* **SELECTED EXTRACT**:
***

SSTCs were introduced in 12 schools in Macedonia as part of the USAID-supported USAID Primary Education Project, through a very small grant from Microsoft.  (See mk connects: Macedonia Links Education and Connectivity for an overview of this project; note that link is to a PDF document).  From its small beginning, the program has now spread virally to 340 schools across the country (about 90% of all schools in Macedonia), based largely in the early stages on local demand and informal relationships between schools.  Lesson from this experience were then brought to the Indonesian island of Sumatra, where a small six-school pilot project has been underway.

One of the mandates of the SSTCs is that 50% of club member are girls.  According to the AED team, in Macedonia this has resulted a few years on in a situation where 90% of elected SSTC officers, and 70% of SSTC members, are girls, challenging the belief of some that computer technical support is only 'for boys'.

Over time, a number of tools and structures have developed in Macedonia to support the work of the SSTCs, including an online FAQ for members, a popular technicians' blog, and official recognition from the Ministry of Education formally acknowledging the skills of SSTC members.  The MOE has now assumed responsibility for the SSTC activity, embedding it within its formal institutional structure.

SSTCs can be about more about just keeping school computers running. Some clubs help support teachers in various ways -- this is an especially relevant activity in many places, given that teacher laptop ownership programs and schemes are increasingly popular around the world. They can also be used as a way to promote entrepreneurship preparation programs, with fee-based SSTC services marketed to local communities.

Based on its experience in rural Sumatra, AED sees SSTCs as a potentially useful tool to help change the dynamic between schools and the communities in which they operate.  Whether or not this is the case, the Computer System Sustainability Toolkit -- designed to support the development of SSTCs -- full of useful sample and blank worksheets, templates, planning calendars, discussion guides, usage surveys, announcements, etc. that school-based clubs can learn from and adapt in support of their own particular goals.

***

* **SUPPLIED INFORMATION**:

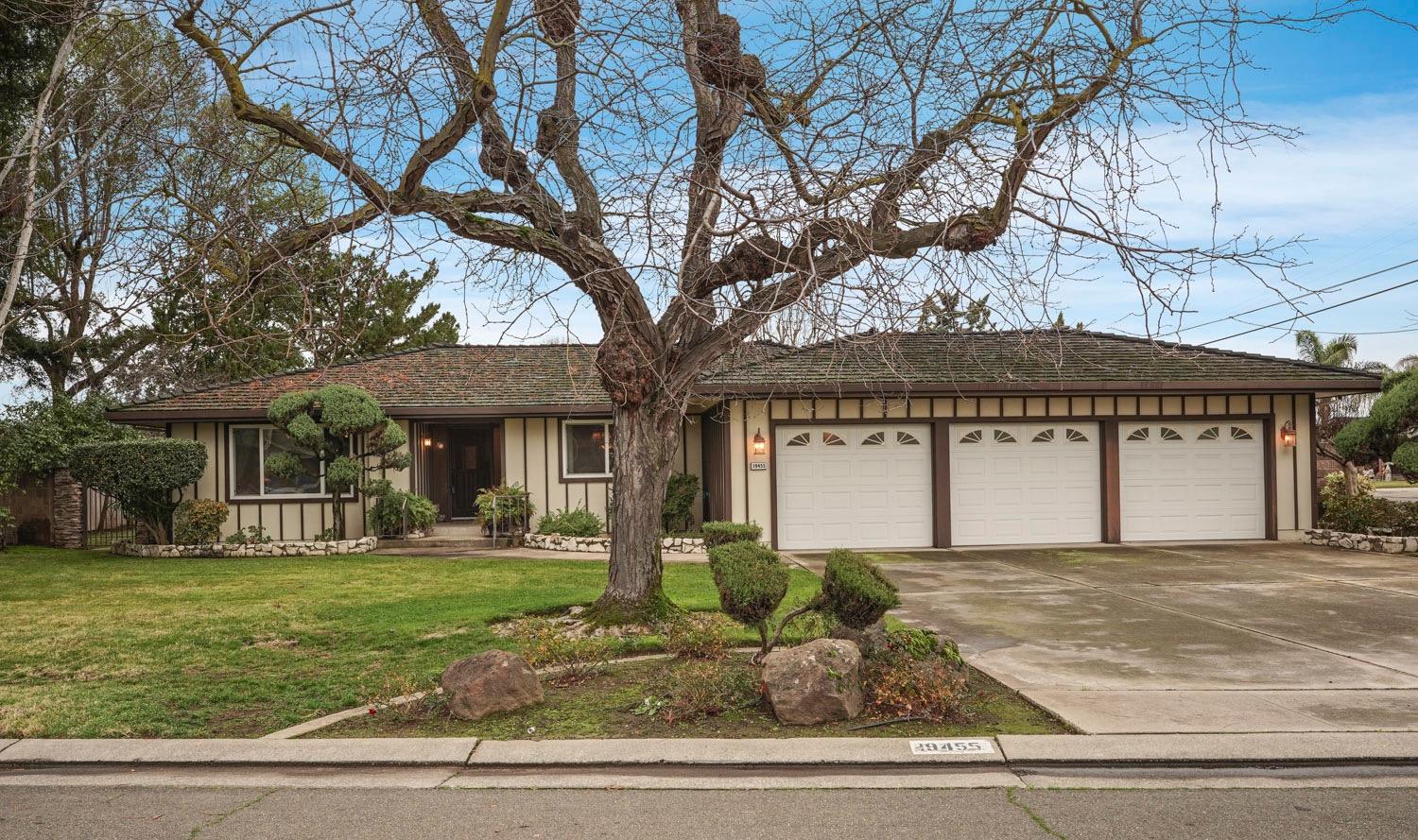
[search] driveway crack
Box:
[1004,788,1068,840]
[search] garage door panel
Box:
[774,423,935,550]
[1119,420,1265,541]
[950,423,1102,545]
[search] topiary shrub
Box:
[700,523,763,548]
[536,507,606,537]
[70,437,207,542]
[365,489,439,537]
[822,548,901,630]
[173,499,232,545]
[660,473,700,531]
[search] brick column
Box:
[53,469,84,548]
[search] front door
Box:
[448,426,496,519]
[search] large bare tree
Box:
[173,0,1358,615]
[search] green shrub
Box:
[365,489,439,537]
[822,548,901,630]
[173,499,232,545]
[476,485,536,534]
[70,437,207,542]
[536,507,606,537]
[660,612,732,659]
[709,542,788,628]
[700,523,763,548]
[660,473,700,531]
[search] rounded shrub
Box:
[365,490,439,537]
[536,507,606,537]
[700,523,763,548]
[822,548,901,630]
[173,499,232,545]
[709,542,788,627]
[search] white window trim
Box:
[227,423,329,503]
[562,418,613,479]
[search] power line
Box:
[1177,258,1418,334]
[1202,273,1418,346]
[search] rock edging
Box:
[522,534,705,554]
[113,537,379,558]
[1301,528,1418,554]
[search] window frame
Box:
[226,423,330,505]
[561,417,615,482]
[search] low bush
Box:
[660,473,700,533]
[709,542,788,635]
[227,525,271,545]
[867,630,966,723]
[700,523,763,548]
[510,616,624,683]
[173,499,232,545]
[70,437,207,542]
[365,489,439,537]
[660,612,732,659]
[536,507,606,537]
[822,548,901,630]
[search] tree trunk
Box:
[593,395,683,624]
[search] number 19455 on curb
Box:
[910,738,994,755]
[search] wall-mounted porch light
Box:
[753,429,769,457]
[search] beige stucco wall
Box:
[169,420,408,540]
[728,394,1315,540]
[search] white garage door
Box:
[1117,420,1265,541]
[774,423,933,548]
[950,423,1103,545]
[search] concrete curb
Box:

***

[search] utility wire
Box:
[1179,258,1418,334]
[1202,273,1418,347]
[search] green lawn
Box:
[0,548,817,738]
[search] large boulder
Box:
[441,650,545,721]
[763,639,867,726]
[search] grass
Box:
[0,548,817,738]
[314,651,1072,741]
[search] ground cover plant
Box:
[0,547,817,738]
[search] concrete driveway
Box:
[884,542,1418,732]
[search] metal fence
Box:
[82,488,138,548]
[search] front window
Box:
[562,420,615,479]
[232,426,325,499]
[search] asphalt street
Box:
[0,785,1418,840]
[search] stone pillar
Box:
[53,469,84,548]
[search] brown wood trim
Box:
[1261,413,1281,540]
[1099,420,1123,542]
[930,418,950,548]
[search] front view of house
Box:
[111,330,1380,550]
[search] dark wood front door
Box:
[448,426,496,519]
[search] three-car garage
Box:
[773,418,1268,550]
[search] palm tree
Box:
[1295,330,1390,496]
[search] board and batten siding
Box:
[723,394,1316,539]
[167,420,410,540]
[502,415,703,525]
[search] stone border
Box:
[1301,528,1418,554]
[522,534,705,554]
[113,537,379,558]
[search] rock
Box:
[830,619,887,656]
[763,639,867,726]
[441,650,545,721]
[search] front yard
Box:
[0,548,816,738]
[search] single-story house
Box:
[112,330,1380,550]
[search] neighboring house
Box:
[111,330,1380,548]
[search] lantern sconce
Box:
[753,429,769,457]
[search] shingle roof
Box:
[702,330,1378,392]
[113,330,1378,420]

***

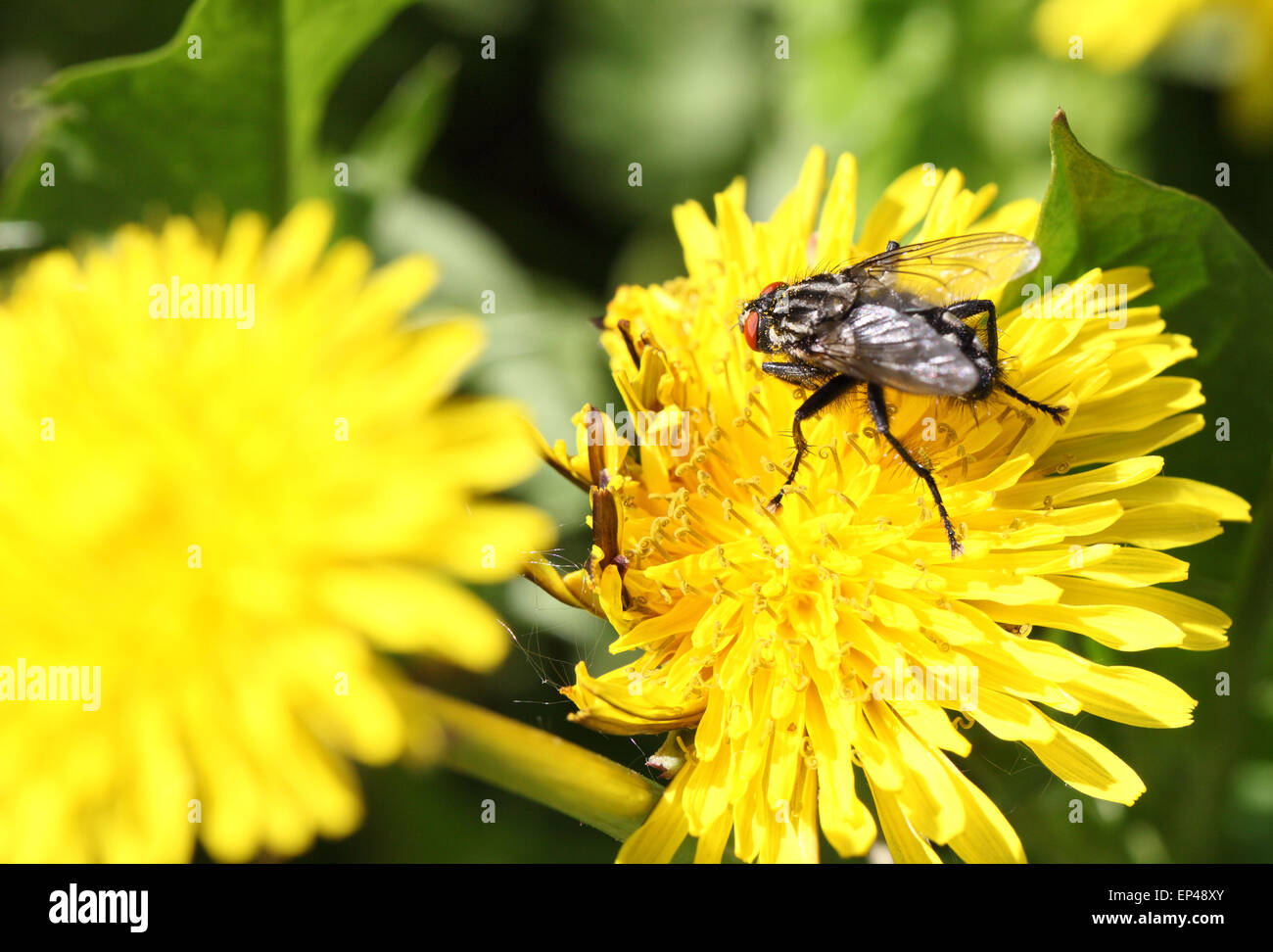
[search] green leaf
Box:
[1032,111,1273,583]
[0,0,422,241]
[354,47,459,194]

***

* **EXERCISE DIRECTIONS**: In the SSTC text, how many schools in Macedonia has the program spread to?

* **TASK OUTPUT**: 340 schools, about 90% of all schools in Macedonia.